Copy out the rows starting at the one that contains "Would you kindly point at the truck's rear" and ending at the one that contains "<point>429,131</point>", both included, with no changes.

* * * * * * *

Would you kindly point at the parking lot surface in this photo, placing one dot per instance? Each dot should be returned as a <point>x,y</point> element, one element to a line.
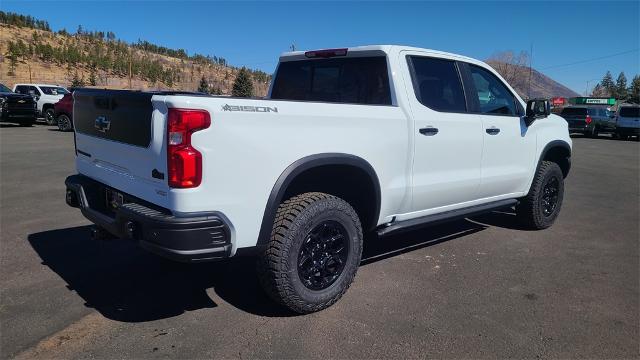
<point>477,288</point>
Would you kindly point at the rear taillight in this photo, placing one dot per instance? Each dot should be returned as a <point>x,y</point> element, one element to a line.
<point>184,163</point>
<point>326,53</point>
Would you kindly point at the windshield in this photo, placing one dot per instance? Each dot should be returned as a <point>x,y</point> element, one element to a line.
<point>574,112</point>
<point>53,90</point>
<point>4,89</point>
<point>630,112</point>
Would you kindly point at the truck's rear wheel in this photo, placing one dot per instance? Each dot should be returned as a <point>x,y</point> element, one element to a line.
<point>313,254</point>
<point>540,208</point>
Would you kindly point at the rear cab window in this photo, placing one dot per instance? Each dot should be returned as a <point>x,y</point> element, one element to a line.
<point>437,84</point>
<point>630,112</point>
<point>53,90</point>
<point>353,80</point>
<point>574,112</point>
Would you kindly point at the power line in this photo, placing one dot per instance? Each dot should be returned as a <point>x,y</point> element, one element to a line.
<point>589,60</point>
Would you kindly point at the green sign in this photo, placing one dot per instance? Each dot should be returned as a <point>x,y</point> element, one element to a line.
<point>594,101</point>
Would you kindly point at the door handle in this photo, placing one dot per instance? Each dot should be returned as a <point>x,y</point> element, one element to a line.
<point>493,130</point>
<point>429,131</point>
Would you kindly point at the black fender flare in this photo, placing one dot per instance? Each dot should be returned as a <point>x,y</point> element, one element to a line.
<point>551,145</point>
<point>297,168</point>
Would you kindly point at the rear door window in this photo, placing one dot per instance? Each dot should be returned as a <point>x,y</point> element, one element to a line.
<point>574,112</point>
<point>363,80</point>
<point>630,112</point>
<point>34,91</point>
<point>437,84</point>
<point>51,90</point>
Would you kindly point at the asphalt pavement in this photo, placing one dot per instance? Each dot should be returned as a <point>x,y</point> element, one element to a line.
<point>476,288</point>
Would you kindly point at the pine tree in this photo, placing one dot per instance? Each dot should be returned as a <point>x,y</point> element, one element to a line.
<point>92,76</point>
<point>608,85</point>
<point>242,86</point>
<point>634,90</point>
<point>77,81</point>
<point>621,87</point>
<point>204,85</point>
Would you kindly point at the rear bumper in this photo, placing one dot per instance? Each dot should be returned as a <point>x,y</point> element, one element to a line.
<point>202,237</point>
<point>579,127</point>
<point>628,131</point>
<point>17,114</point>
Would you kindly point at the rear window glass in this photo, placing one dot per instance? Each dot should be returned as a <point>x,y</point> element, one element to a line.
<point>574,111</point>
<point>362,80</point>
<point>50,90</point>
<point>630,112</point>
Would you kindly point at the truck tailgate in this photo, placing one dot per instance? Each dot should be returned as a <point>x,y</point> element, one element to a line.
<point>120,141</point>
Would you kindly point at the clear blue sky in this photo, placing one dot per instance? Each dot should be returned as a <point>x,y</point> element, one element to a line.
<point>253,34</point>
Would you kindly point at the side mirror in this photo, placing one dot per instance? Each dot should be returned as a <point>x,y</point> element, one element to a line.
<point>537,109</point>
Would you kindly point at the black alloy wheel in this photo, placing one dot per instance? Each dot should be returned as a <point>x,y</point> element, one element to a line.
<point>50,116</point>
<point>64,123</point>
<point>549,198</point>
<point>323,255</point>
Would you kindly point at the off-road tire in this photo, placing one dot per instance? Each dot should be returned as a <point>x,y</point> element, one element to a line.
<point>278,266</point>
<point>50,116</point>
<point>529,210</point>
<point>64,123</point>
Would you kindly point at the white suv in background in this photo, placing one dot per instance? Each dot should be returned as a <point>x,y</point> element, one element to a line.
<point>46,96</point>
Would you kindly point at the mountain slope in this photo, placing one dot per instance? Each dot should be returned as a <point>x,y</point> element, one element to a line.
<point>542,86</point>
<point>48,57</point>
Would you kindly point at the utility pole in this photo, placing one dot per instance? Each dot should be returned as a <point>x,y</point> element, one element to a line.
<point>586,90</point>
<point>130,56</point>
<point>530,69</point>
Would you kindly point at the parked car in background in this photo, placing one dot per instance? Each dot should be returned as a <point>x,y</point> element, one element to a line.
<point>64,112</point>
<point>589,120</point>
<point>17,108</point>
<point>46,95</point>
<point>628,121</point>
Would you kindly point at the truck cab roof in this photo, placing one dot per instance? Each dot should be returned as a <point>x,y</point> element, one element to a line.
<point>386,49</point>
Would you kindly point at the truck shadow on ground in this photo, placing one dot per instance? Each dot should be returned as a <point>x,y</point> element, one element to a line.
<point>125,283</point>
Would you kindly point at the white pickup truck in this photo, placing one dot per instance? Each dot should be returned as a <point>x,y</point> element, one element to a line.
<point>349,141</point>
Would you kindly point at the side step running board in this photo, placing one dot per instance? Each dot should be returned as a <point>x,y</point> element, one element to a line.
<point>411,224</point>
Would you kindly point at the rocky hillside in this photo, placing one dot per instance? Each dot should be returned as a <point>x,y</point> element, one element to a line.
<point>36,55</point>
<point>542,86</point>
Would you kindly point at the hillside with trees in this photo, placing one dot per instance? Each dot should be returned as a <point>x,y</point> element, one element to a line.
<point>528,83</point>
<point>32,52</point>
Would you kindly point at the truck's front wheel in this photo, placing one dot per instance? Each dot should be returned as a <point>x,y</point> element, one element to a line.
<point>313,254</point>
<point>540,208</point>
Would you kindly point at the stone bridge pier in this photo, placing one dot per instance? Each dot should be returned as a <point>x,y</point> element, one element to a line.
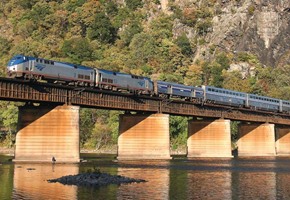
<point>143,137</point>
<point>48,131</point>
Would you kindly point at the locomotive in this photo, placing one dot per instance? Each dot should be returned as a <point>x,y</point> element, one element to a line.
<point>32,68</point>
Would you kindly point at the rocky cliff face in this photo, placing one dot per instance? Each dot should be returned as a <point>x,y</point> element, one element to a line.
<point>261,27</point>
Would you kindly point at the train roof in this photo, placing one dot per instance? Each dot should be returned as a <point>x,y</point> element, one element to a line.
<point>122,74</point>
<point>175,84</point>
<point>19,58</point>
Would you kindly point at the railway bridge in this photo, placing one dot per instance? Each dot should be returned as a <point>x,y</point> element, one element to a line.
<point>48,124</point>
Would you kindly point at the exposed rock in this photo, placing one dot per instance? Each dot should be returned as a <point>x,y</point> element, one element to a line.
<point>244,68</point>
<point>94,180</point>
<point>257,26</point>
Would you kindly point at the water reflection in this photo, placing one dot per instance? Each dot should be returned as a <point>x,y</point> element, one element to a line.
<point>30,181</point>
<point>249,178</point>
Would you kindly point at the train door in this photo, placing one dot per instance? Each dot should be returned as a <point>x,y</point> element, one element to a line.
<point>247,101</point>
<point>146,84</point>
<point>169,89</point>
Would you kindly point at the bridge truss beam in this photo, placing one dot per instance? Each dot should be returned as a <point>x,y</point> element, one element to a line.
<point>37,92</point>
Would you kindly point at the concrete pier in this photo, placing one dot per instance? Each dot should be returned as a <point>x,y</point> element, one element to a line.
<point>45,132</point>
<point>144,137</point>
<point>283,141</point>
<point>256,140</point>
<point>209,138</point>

* * * * * * *

SOLUTION FOR THIS PROBLEM ::
Would you kindly point at the truck's rear wheel in this photo, placing one dot per instance? Each dot should be returned as a <point>x,y</point> element, one element to a line.
<point>313,254</point>
<point>540,208</point>
Would you kindly point at the rear cab window in this photo, placing one dot per instance? Each dot should be returned as a <point>x,y</point> element, one element to a line.
<point>437,84</point>
<point>630,112</point>
<point>53,90</point>
<point>353,80</point>
<point>574,112</point>
Would you kindly point at the power line in this photo, placing one dot per instance? Each dot should be returned as a <point>x,y</point> element, one element to a line.
<point>589,60</point>
Would you kindly point at the green sign in this photo, placing one dot per instance? Each dot should be returned as a <point>x,y</point> element, one element to a line.
<point>594,101</point>
Would you kindly point at the door handle in this photo, placing one dot per instance? Each dot should be returned as a <point>x,y</point> element, one element to a line.
<point>493,130</point>
<point>429,131</point>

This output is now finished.